Entries taken from a collection
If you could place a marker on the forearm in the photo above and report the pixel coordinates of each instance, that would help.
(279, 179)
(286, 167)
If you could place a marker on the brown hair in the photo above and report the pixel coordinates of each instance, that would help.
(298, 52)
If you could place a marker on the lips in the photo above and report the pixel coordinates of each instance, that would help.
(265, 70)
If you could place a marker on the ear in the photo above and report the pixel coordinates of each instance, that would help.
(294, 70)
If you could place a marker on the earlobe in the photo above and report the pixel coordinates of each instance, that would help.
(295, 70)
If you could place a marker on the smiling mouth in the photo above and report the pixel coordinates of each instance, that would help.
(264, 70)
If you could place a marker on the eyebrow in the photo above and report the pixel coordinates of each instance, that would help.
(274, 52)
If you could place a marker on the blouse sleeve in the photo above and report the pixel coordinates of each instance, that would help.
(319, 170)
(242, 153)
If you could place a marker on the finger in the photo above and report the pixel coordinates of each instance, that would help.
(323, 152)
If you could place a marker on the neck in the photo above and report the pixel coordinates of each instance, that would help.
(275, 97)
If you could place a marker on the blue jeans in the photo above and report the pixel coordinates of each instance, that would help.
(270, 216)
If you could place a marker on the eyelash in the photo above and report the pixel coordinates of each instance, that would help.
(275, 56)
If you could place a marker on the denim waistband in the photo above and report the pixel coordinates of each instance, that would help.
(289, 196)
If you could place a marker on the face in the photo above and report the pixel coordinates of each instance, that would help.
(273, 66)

What you are asked to do :: Go through the records above and set each one down exactly, please.

Problem solution ::
If you could place a marker on the forearm in the photo above and report the pixel coordinates of each instance, that would help.
(279, 179)
(286, 167)
If you could place a marker on the brown hair in the photo above and report the pixel coordinates of each instance, that would help.
(298, 52)
If you could place a marker on the lips in the photo above and report the pixel coordinates of each instance, that would help.
(265, 70)
If you could place a marker on the ear in the photo above and report the pixel coordinates of each instance, that would help.
(294, 70)
If you could place a marker on the earlobe in the photo above and report the pixel coordinates of each instance, that would help.
(295, 70)
If you could place a marker on the smiling mouth in the photo above and report the pixel coordinates of each instance, that would help.
(264, 70)
If you could place a marker on the eyebrow in the photo above and report the pixel coordinates of each instance, that would help.
(274, 52)
If you could place a marker on the blouse sleeve in the photo above and report the pixel coordinates of each instance, that would help.
(319, 170)
(242, 153)
If you could place a marker on the finger in the photo above and report the pixel coordinates of each instance, that would help.
(323, 152)
If you could place a marker on the neck in the photo above and report the pixel coordinates of each instance, that would help.
(275, 97)
If you could place a marker on the blue jeans in the photo above and report the pixel coordinates of each instance, that would help.
(270, 216)
If you could place a marker on the eyelash in the photo above and report the pixel coordinates of each instance, that would help.
(275, 56)
If you could place a marker on the denim waistband in the photo above and report the pixel coordinates of each instance, that would help.
(289, 196)
If you could place a marker on the face in the photo above and report the pixel coordinates of each instance, that would help.
(273, 66)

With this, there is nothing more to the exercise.